INSTRUÇÕES DAS TAREFAS
1. Reescreva o trecho sobre gorduras e saúde desde "Em 2014, dois" até "dessas doenças assassinas.", substituindo "laticínios" por "derivados do leite".
2. Segundo o trecho sobre gorduras e saúde, qual instituição conduziu os dois estudos de 2014?
3. Dê continuidade ao trecho sobre gorduras, carboidratos e diabetes a partir do ponto em que ele termina.

Em 2014, dois estudos do Conselho de Pesquisa Médica de Cambridge concluíram que as gorduras saturadas na corrente sanguínea que vinham de laticínios estavam inversamente associadas com diabetes tipo 2 e doença cardíaca. Isso significa que em quantidades moderadas – ninguém está falando sobre devorar uma tábua de queijos em uma sentada aqui – queijo é na prática um proponente da boa saúde e da longevidade. O mesmo estudo, incidentalmente, descobriu que o consumo de amido, açúcar e álcool encoraja a produção de ácidos graxos pelo fígado, que correlacionam-se com o risco aumentado dessas doenças assassinas.
É em torno do diabetes tipo 2, na verdade, que a mensagem anti-gordura-pró-carboidrato das décadas recentes fez o maior estrago. Muitos pacientes sofrendo de diabetes tipo 2 – o tipo mais comum – estão labutando sob o engano perigoso de que uma dieta cheia de carboidratos amiláceos e pobre em gorduras vai ajudar sua medicação a funcionar mais eficientemente. Eles não poderiam estar mais errados. Mais cedo esse ano, uma revisão crítica na respeitada revista Nutrition concluiu que restrição ao carboidrato dietético é uma das intervenções mais eficientes para reduzir as características da síndrome metabólica.

DADOS EXIBIDOS
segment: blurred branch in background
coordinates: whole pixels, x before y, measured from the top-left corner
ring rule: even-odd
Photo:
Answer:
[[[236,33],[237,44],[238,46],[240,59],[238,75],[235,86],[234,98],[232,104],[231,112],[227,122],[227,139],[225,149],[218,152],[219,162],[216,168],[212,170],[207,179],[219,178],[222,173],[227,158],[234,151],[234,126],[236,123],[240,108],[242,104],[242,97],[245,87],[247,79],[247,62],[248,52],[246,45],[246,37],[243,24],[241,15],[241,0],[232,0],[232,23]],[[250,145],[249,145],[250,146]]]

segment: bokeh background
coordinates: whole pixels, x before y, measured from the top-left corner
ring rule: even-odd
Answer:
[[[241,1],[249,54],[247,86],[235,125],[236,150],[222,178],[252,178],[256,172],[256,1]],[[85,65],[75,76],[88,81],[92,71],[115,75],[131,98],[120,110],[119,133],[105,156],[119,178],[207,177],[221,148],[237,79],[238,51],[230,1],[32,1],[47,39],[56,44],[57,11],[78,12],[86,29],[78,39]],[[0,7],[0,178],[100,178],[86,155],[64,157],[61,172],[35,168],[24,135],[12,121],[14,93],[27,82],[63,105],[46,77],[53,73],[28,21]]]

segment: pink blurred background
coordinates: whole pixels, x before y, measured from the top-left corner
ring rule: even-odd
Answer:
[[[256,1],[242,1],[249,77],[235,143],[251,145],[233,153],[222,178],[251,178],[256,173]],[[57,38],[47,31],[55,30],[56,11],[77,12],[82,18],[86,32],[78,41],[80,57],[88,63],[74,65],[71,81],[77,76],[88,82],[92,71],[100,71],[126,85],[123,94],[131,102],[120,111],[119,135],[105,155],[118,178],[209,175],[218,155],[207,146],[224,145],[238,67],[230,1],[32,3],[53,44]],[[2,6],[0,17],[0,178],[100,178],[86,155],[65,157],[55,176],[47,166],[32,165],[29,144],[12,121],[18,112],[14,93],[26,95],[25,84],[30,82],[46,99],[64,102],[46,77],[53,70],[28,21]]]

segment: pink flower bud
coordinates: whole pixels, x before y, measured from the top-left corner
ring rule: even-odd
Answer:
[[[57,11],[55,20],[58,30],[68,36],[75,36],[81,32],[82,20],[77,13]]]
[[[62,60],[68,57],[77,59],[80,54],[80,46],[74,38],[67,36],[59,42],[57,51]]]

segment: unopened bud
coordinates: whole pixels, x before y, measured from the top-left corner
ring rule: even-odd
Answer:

RESPOSTAS DAS TAREFAS
1.
Em 2014, dois estudos do Conselho de Pesquisa Médica de Cambridge concluíram que as gorduras saturadas na corrente sanguínea que vinham de derivados do leite estavam inversamente associadas com diabetes tipo 2 e doença cardíaca. Isso significa que em quantidades moderadas – ninguém está falando sobre devorar uma tábua de queijos em uma sentada aqui – queijo é na prática um proponente da boa saúde e da longevidade. O mesmo estudo, incidentalmente, descobriu que o consumo de amido, açúcar e álcool encoraja a produção de ácidos graxos pelo fígado, que correlacionam-se com o risco aumentado dessas doenças assassinas.

2. O Conselho de Pesquisa Médica de Cambridge.

3.
Seria melhor renomear o diabetes tipo 2 como "doença da intolerância ao carboidrato". Tente dizer isso ao público, entretanto. Como o sujeito que falou num show de rádio nacional na Cidade do Cabo, quando eu estava participando das discussões entre dieta e doença cardíaca. Diagnosticado com diabetes tipo 2, ele tinha a noção de que tinha que consumir açúcar para que sua medicação anti-diabética "funcionasse" – quando na prática isso iria piorar seus sintomas. E quantos médicos e pacientes sabem que apesar de alguns desses medicamentos para controle de glicemia poderem reduzir marginalmente o risco de desenvolver doença renal, ocular e neuropatias, eles não têm nenhum impacto sobre risco de infarto, derrame ou redução de taxas de mortalidade ? Ao contrário, glicemia perigosamente baixa decorrente de sobremedicação por drogas anti-diabéticas foi responsável por aproximadamente 100.000 internações de emergência por ano nos EUA.
Mas quem pode culpar o público por tais concepções errôneas ? Na minha opinião, uma tempestade perfeita de financiamento de pesquisas tendenciosas, relatórios tendenciosos pela mídia e conflitos de interesse comercial contribuíram para uma epidemia de médicos e pacientes desinformados. O resultado é uma nação de viciados em açúcar sobremedicados, que comem e tomam pílulas em direção a anos de sofrimento com doenças crônicas debilitantes e uma morte prematura.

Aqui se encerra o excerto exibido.